What this task involves. Quote every entry word for word.

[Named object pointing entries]

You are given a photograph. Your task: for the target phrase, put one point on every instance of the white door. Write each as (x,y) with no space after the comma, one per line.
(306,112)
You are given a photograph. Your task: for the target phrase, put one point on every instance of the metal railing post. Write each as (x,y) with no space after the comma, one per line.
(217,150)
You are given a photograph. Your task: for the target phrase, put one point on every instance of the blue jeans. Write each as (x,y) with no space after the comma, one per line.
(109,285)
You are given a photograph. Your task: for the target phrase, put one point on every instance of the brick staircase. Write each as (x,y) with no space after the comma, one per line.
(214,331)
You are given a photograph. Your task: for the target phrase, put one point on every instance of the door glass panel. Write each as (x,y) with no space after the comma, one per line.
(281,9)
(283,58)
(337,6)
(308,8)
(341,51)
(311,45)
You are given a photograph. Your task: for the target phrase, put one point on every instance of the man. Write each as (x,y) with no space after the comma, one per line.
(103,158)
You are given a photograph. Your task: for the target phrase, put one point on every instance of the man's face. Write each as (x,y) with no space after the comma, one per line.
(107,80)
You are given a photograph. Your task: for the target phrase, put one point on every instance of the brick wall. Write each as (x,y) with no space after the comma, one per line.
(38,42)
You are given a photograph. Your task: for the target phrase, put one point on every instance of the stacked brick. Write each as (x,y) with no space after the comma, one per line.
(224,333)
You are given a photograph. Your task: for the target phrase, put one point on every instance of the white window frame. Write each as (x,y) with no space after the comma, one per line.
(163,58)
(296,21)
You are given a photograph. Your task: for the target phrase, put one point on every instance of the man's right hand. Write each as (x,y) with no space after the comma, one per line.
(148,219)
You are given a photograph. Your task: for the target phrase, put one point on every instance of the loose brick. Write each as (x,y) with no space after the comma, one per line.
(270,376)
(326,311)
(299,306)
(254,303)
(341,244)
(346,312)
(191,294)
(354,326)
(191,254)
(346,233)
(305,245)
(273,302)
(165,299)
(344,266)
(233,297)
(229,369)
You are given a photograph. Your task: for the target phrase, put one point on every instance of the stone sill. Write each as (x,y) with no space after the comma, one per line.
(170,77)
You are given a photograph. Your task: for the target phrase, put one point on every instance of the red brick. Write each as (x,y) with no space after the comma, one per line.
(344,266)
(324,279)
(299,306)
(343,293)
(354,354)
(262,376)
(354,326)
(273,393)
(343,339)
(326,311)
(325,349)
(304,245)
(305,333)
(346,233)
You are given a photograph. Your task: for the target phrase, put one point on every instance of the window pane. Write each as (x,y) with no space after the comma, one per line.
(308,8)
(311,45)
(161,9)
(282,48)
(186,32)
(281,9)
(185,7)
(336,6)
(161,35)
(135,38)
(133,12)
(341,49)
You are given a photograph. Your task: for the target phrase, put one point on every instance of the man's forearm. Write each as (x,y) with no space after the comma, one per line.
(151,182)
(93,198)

Answer to the task.
You are given a photograph. Your task: for the target phrase, put one point on every instance of the white door. Write each as (x,y) with no space after the comma, one per line.
(306,112)
You are given a photograph. Your task: for the target phrase, put one point on every instance of the metal railing post. Write each as (x,y) with no space after the comma, one per line.
(217,150)
You are given a photograph. Your task: for the target phrase, put one point on every instance of the blue jeans. Write each as (x,y) with no space after the comma, one per line.
(109,285)
You are given a photograph. Your task: for the target phrase, put one point on every instance of the brick staircase. Write each as (x,y) with no space after the comma, one per line.
(214,331)
You are given a photograph. Your task: for the target phrase, put one point on every instance of the door glass panel. Write each as (x,y) with no space after the comma, one per line.
(281,9)
(283,58)
(337,6)
(308,8)
(341,51)
(311,45)
You are given a photograph. Your task: for the target phrase, put one point on every instance of the man. Write each as (x,y) with no space after the comma, one per line.
(103,158)
You are given a photograph. Your task: for the target phrase, put one point on every instance of the man's face. Write each as (x,y) with no space after the comma, one per line.
(107,80)
You are given a photograph. Your task: for the target phrase, put one point on every instance of the brick wall. Write each as (x,y) with no space after the comma, one per line.
(38,42)
You are given a photograph. Your task: for the target phrase, put one point on every instance of the stacked brick. Write each as (x,y) with no space after the comma, one per line.
(224,333)
You are given a photograph. Your task: for the target phrase, put one point on every instance of the white window frame. Write each as (x,y) with no space after the comma, one per line.
(163,58)
(296,21)
You are given a photograph. Your task: for the target phrase, put one point on every instance of the man's right hand. Write each as (x,y) with no space after the comma, one per line.
(148,219)
You are given a photograph. Your task: for the target phrase, put one point on every instance of the loose brick. Write each as (x,y) with no space after the comma, one per line.
(270,376)
(326,311)
(299,306)
(254,303)
(341,244)
(346,312)
(191,294)
(354,326)
(191,254)
(346,233)
(305,245)
(273,302)
(165,299)
(344,266)
(233,297)
(229,369)
You are given a photograph. Your task: for the target phrase, put one point on every instance of the stone sill. Write each as (x,y) with no space after the comma, one per line.
(170,77)
You are given a photograph. Your task: for the target phrase, put one point on every instance of the red brick. Write each as (x,y) with no space after the comma, one per line.
(344,266)
(324,279)
(299,306)
(343,293)
(354,354)
(262,376)
(354,326)
(273,393)
(343,339)
(326,311)
(325,349)
(304,245)
(305,333)
(346,233)
You are given a photograph. Your task: for the target phrase, put one point on every instance of the window pane. Write each as (x,y) with no space after the comma, one per line.
(308,8)
(311,45)
(161,9)
(282,48)
(186,32)
(281,9)
(185,7)
(336,6)
(161,35)
(135,38)
(133,12)
(341,49)
You are given a photograph. Your task: for the target phrase, put one point on every instance of the man's forearm. Write each as (x,y) with no space after the comma, one per line.
(151,182)
(93,198)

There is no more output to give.